[Stored data entries]
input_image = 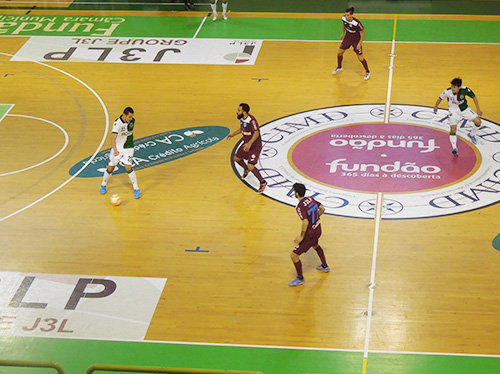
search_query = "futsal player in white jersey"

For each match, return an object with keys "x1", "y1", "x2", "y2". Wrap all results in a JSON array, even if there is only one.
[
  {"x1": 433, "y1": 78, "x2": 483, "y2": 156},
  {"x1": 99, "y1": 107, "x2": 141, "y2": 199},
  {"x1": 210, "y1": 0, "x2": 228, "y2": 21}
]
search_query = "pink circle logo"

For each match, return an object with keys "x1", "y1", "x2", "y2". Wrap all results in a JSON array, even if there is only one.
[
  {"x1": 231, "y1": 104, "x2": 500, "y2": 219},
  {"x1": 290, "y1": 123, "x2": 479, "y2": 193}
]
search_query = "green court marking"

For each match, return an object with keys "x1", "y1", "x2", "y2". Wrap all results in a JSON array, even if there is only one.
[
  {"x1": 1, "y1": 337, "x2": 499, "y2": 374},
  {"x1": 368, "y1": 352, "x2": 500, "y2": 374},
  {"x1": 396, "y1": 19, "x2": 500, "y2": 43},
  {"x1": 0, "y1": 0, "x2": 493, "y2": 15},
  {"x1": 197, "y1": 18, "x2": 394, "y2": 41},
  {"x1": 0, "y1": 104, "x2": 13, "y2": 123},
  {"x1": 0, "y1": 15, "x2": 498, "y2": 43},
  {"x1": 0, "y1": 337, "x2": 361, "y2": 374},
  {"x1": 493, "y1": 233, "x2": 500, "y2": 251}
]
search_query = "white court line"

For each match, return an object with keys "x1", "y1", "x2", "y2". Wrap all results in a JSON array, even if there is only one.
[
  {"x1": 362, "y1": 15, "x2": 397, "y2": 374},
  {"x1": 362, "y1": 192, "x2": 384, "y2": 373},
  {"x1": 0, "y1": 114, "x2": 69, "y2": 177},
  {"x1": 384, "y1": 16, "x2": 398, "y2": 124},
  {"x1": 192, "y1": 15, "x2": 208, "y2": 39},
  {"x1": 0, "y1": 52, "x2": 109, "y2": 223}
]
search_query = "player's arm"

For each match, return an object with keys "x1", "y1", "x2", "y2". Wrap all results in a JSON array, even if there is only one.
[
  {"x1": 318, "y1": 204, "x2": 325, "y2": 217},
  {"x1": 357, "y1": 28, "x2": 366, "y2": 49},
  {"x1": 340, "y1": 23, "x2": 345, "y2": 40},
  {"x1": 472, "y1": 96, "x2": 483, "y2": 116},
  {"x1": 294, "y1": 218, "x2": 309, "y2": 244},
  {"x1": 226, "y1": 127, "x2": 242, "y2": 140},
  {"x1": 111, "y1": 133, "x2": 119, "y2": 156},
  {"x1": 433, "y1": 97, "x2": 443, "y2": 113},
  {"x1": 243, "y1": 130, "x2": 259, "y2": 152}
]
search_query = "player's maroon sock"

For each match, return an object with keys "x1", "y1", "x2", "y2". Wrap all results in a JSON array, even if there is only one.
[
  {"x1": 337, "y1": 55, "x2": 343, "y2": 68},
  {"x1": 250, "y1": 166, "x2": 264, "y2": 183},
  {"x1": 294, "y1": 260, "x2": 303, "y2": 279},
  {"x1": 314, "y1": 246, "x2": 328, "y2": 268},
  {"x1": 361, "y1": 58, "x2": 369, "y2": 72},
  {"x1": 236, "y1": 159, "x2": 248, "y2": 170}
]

==

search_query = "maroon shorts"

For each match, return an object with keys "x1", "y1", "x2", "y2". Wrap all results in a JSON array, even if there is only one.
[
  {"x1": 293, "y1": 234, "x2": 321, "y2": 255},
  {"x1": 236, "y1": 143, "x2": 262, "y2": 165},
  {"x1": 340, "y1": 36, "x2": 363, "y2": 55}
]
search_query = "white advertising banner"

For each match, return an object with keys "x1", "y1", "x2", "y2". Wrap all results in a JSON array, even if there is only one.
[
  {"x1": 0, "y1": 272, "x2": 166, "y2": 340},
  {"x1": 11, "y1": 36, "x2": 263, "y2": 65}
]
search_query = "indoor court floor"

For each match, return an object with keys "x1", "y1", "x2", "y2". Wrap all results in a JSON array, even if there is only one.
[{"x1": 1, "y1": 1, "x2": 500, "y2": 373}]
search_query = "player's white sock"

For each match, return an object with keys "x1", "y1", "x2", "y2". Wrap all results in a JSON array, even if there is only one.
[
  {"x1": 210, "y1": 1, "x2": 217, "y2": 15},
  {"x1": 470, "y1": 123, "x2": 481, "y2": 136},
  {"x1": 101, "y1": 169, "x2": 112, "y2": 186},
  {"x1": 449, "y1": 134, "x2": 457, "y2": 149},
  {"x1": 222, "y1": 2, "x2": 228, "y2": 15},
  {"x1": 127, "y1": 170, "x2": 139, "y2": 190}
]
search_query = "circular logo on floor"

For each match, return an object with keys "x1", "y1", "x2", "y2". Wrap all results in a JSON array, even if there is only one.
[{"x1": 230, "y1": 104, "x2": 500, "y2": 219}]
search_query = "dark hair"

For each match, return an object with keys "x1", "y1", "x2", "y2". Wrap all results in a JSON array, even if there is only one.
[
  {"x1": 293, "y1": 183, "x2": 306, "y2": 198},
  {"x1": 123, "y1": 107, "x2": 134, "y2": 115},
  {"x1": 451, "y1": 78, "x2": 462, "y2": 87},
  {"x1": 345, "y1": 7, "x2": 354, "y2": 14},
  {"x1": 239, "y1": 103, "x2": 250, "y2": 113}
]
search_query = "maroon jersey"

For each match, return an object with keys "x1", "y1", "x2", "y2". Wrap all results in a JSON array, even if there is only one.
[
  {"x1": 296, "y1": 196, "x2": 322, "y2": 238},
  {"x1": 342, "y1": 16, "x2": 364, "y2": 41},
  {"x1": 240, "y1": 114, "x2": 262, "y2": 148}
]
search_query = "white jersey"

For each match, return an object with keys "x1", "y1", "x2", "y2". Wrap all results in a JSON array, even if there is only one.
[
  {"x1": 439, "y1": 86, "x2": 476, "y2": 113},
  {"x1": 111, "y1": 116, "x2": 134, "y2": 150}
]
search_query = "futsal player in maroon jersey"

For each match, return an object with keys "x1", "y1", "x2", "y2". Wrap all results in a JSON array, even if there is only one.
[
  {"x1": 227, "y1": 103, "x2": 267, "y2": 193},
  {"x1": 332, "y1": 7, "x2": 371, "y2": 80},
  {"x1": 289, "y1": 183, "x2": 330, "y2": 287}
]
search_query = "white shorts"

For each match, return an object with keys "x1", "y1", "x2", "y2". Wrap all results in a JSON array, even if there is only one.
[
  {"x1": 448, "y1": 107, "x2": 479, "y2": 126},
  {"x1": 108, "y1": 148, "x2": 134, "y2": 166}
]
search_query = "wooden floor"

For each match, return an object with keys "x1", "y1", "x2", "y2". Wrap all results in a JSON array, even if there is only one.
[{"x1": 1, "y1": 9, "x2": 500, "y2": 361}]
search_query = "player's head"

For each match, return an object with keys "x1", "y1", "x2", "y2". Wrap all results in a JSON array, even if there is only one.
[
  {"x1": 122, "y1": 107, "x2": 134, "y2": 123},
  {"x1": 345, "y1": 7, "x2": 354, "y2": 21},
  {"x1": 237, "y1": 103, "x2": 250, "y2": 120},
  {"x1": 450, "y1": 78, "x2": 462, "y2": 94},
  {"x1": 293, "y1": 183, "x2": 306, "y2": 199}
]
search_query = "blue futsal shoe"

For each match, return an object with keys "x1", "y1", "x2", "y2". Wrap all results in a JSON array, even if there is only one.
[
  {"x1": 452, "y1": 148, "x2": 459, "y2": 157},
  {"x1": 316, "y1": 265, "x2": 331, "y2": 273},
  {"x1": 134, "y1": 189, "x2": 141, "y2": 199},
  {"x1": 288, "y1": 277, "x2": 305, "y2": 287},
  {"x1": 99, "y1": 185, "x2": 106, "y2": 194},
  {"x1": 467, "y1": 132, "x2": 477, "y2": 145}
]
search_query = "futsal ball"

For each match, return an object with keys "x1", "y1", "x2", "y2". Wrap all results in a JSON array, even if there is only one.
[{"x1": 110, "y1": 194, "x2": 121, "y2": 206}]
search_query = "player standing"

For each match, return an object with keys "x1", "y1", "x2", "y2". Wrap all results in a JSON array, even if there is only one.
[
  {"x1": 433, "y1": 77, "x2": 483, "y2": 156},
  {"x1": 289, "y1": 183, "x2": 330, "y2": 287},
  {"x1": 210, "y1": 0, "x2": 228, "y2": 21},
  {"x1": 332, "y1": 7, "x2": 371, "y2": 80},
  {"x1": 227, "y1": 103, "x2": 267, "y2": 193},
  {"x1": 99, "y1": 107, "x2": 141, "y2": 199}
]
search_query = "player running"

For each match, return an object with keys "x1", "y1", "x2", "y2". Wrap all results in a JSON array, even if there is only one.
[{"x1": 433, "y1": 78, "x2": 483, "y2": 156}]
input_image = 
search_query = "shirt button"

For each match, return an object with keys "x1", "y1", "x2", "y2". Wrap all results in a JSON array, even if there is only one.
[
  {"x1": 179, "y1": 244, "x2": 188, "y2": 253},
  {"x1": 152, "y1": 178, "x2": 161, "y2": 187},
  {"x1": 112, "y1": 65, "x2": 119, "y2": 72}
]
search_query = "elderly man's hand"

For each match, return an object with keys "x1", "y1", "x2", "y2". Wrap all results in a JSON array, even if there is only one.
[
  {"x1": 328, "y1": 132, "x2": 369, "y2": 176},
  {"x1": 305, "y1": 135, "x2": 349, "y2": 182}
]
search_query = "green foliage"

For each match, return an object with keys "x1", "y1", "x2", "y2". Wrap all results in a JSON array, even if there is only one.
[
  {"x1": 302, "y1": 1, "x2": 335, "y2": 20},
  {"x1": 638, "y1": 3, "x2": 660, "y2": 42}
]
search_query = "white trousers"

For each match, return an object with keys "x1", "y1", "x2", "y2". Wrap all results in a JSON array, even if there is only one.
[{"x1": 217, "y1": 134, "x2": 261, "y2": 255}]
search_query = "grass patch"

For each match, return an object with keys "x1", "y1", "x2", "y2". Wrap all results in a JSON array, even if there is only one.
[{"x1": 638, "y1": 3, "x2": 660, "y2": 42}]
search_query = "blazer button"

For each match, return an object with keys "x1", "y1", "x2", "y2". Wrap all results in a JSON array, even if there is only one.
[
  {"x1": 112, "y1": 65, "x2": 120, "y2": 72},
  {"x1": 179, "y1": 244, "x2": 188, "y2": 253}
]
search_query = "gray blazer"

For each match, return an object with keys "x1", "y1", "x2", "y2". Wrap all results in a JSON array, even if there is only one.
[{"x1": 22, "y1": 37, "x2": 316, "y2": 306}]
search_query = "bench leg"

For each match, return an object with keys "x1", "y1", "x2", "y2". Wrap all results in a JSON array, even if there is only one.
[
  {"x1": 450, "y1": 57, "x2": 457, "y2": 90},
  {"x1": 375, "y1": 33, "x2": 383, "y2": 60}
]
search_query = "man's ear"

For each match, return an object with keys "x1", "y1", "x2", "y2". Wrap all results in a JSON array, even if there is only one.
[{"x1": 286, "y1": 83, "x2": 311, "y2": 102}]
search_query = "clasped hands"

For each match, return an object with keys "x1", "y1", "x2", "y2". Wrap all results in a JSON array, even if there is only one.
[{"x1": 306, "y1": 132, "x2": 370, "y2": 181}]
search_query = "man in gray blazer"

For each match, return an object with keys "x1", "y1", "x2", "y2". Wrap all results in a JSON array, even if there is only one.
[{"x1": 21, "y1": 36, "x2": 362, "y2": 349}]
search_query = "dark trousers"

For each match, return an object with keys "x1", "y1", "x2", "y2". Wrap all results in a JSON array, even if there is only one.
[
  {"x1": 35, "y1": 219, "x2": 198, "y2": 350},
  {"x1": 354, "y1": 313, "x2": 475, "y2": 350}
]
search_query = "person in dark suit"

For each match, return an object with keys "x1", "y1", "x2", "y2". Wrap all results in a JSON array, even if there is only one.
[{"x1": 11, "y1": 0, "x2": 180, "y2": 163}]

...

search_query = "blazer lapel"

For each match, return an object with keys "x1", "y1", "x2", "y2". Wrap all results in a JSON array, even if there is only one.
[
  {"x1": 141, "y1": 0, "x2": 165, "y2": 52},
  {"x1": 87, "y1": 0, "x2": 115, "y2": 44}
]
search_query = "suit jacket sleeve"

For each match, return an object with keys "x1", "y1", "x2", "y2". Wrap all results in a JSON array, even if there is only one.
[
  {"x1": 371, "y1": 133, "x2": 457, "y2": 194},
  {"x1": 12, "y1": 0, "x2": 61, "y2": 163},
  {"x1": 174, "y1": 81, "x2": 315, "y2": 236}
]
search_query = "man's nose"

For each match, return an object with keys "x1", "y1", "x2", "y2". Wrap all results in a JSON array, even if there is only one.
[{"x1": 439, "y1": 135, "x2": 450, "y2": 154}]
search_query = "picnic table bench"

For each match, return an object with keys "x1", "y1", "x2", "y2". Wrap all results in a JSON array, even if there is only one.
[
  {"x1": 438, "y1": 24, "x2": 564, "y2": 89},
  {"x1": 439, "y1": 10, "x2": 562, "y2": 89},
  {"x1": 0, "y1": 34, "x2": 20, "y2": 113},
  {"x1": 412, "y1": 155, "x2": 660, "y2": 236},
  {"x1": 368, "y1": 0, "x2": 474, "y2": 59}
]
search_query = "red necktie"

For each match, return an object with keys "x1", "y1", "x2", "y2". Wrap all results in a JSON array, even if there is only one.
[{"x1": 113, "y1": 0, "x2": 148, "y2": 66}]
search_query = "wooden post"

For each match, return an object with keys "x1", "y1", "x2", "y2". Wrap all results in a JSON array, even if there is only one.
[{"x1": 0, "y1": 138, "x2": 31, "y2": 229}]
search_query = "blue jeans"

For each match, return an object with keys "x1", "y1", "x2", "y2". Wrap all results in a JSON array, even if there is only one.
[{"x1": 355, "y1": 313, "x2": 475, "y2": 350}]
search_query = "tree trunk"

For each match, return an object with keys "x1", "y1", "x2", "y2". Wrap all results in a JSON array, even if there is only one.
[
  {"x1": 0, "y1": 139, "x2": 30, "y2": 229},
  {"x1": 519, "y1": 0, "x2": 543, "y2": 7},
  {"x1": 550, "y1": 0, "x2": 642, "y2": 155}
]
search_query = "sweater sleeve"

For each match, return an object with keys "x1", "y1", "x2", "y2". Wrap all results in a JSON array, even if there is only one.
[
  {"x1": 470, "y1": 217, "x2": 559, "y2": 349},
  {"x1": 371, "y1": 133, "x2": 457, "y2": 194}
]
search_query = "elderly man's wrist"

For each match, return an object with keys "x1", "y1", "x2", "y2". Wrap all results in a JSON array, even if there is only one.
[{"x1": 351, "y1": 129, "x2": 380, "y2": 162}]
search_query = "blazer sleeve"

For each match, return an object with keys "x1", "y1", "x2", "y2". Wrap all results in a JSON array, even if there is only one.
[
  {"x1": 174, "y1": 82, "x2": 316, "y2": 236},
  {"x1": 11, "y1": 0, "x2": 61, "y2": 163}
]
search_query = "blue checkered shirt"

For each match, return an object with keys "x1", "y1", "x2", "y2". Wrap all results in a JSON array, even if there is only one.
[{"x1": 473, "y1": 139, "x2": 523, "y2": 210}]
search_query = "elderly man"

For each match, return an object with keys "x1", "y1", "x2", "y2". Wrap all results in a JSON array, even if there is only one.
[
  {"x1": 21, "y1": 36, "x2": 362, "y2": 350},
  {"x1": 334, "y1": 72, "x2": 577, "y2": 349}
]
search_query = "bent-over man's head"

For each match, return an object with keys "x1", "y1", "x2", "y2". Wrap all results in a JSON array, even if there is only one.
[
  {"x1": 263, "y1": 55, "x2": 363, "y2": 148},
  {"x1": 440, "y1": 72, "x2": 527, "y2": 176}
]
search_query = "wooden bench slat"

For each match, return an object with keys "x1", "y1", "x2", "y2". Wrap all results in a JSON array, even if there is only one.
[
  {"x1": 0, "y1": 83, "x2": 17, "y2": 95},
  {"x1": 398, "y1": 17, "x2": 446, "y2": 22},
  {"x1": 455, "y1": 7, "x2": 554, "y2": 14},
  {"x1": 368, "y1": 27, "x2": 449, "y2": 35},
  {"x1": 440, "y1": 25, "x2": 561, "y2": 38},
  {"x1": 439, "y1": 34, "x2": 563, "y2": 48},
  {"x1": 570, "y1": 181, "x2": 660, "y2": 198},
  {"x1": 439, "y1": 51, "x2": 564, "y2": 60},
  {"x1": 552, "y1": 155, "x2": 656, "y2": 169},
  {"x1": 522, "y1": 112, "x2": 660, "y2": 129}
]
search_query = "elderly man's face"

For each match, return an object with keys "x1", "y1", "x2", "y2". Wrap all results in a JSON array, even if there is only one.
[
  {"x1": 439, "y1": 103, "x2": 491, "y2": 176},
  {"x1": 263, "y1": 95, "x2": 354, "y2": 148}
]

◆ Exercise description ◆
Please work out how many lines above carry "blazer", writing only the result.

◆ Result ◆
5